__Problem__: Take the line that contains "of the velcro" and every line after it in the material below, and quote them exactly.

Point placement records:
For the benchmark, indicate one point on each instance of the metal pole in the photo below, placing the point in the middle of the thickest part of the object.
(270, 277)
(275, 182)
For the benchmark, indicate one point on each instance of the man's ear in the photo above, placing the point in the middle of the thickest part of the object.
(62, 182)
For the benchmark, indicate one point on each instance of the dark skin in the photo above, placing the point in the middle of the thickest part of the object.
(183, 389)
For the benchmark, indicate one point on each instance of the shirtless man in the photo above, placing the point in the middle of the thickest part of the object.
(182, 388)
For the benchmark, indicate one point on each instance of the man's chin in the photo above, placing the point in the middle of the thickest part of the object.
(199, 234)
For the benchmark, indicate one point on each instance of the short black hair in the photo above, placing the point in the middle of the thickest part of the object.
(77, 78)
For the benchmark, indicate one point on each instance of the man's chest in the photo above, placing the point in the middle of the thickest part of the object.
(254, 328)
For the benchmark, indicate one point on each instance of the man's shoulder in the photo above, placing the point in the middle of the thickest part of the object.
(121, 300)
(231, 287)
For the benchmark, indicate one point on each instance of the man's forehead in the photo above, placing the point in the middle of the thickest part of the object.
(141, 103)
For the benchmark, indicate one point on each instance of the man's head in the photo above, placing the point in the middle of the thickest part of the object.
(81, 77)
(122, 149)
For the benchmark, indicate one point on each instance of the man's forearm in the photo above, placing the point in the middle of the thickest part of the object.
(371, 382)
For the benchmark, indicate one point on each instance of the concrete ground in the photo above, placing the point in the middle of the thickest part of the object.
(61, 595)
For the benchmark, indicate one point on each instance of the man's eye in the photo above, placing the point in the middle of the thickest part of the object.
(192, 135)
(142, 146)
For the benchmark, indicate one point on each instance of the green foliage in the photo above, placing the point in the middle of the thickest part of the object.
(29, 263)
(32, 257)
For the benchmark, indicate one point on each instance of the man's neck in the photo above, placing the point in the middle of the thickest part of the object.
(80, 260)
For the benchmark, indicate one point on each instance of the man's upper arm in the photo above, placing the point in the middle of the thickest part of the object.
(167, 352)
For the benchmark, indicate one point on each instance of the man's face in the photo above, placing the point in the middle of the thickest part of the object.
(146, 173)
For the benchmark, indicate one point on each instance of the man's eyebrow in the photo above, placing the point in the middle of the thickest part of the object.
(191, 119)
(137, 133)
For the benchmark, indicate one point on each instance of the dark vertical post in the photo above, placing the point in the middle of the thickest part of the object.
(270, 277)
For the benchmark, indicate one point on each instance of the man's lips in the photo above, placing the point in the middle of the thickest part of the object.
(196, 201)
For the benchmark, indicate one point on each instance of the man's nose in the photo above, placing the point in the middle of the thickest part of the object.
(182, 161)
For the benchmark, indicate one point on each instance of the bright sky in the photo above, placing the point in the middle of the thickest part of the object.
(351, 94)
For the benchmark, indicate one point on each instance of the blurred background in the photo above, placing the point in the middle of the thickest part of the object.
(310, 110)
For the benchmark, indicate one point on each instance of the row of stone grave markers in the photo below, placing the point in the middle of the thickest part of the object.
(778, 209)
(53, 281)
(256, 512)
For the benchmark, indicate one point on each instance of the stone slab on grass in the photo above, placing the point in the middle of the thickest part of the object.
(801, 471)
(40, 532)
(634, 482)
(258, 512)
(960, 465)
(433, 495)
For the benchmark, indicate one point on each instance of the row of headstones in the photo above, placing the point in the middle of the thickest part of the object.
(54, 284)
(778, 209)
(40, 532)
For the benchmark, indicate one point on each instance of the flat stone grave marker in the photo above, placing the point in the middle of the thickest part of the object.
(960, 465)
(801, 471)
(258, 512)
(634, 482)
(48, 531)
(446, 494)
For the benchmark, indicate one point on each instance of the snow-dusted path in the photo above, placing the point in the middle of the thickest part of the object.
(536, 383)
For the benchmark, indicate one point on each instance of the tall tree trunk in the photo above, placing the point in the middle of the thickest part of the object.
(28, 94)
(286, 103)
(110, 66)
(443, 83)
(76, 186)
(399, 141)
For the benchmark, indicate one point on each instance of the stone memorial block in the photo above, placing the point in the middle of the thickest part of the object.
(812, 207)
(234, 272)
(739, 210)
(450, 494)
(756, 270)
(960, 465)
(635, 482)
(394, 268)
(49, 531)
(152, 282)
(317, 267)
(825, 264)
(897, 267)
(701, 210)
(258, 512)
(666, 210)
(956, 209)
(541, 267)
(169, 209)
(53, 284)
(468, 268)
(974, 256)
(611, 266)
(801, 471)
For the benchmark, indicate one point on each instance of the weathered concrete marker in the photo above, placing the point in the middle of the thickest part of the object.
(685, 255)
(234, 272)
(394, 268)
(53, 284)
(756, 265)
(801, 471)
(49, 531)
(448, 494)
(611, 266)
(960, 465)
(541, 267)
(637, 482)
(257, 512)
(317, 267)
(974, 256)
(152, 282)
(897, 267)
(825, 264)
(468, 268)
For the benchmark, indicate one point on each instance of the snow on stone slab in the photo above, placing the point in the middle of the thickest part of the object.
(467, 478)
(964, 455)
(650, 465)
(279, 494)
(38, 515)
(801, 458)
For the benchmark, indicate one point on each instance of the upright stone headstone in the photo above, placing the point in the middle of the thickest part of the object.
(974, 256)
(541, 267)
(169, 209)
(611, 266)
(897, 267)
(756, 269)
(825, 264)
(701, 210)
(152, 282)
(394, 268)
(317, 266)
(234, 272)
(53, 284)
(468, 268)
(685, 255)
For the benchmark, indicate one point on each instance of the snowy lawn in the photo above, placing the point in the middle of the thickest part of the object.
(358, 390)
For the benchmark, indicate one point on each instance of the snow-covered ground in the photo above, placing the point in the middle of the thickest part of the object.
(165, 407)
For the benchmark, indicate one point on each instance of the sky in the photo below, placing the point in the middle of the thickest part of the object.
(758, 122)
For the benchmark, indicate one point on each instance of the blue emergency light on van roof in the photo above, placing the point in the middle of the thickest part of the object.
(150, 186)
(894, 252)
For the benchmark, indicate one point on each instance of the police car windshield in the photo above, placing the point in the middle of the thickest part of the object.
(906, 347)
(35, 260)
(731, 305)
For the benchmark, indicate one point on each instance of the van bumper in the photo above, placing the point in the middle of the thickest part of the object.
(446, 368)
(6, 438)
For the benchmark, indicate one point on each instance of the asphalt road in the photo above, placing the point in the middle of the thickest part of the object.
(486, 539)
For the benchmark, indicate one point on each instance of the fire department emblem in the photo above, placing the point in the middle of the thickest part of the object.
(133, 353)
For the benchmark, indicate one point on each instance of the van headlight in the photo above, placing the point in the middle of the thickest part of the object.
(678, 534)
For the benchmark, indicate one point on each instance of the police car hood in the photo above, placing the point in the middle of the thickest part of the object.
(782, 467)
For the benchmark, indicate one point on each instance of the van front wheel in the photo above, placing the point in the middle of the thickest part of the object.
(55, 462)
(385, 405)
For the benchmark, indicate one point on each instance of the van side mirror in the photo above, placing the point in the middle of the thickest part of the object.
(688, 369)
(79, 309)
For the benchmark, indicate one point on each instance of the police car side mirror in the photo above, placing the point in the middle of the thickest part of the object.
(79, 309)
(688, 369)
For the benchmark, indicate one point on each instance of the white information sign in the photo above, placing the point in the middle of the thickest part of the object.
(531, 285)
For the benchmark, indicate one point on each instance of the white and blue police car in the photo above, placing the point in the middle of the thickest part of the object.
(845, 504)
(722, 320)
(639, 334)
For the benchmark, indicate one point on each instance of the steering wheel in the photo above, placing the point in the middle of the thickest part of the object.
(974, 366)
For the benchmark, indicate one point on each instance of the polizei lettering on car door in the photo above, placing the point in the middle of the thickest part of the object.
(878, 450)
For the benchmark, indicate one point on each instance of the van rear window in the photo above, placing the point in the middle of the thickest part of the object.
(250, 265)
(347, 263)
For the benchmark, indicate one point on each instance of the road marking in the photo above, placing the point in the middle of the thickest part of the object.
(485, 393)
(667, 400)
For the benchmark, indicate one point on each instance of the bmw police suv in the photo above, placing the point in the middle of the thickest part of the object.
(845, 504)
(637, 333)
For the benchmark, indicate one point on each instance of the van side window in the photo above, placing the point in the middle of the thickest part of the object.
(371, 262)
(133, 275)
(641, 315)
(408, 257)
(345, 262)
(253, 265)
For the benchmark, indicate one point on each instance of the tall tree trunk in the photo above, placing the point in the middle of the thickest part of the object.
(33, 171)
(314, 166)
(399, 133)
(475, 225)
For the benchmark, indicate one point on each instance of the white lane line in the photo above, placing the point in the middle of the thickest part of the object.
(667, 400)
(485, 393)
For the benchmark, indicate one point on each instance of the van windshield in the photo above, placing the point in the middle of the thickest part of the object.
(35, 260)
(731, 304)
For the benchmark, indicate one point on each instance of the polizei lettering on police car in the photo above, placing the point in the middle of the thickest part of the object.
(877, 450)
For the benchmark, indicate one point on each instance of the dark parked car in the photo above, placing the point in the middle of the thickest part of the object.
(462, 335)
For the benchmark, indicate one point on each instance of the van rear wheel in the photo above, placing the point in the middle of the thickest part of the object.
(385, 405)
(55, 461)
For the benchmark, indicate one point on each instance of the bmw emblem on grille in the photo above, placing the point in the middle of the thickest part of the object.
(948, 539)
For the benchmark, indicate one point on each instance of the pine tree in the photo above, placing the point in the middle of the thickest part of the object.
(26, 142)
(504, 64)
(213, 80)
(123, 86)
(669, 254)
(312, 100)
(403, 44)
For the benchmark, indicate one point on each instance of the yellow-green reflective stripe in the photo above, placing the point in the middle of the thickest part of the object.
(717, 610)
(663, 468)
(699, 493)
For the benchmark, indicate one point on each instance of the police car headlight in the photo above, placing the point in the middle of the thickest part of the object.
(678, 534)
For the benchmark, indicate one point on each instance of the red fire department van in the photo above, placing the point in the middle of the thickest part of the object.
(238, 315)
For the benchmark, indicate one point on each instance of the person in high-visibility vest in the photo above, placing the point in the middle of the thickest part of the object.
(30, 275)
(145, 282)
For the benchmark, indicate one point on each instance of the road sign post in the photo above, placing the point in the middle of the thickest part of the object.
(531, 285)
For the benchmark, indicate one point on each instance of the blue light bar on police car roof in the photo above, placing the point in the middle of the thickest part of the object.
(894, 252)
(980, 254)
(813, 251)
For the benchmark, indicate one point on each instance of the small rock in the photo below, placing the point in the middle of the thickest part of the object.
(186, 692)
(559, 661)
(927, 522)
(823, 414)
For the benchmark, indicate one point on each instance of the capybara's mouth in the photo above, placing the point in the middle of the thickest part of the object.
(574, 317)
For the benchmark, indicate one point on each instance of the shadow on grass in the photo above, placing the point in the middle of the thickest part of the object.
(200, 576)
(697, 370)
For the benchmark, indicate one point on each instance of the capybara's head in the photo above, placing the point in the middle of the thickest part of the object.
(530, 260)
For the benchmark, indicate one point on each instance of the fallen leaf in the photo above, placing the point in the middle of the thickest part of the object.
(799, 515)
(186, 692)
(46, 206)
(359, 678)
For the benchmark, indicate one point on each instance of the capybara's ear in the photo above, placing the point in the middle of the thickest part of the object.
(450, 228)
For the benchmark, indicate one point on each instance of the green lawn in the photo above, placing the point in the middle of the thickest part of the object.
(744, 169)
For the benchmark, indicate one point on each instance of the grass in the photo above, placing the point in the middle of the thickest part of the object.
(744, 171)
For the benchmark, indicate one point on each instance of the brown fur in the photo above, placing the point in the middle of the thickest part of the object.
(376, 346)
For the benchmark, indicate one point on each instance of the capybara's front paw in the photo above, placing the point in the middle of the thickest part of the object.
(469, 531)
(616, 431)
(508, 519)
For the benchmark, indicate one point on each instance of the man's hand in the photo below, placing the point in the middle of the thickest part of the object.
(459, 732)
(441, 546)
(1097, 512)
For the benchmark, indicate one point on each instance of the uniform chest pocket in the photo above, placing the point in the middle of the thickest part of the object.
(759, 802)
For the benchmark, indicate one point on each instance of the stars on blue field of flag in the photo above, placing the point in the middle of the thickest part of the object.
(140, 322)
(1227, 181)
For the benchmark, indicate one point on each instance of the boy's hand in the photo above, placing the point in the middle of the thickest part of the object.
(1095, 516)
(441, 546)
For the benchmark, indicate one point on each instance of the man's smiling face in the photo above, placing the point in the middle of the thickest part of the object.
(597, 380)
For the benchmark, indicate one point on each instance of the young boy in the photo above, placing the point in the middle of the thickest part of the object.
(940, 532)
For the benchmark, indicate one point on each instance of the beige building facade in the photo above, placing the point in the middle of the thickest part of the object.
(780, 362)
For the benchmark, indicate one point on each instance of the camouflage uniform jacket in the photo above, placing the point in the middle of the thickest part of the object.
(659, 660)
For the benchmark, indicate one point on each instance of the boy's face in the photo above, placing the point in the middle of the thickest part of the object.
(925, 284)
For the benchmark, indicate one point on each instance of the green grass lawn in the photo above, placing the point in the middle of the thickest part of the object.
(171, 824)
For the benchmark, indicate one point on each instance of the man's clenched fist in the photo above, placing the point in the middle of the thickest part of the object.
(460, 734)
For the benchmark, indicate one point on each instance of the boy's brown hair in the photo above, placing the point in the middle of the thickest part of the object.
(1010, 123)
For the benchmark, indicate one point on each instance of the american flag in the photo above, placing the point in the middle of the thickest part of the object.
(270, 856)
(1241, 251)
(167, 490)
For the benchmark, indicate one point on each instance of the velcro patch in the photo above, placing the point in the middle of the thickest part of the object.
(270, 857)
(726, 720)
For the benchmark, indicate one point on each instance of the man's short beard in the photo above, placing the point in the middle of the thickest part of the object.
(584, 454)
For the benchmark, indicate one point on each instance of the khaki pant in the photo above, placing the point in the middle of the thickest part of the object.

__Output of the task__:
For the benchmark, indicate one point on each instance of the velcro patch in the photo above, placing the point in the middle of the thickest part of the object.
(270, 857)
(726, 720)
For the benchmark, indicate one point on each instance of the man's short beard in the photo above, placing the point in the middle of the thickest part of the object.
(584, 454)
For the benchmark, indicate one point on each instance of the khaki pant in the photo above, placing the point in the middle of the thickest part of the object.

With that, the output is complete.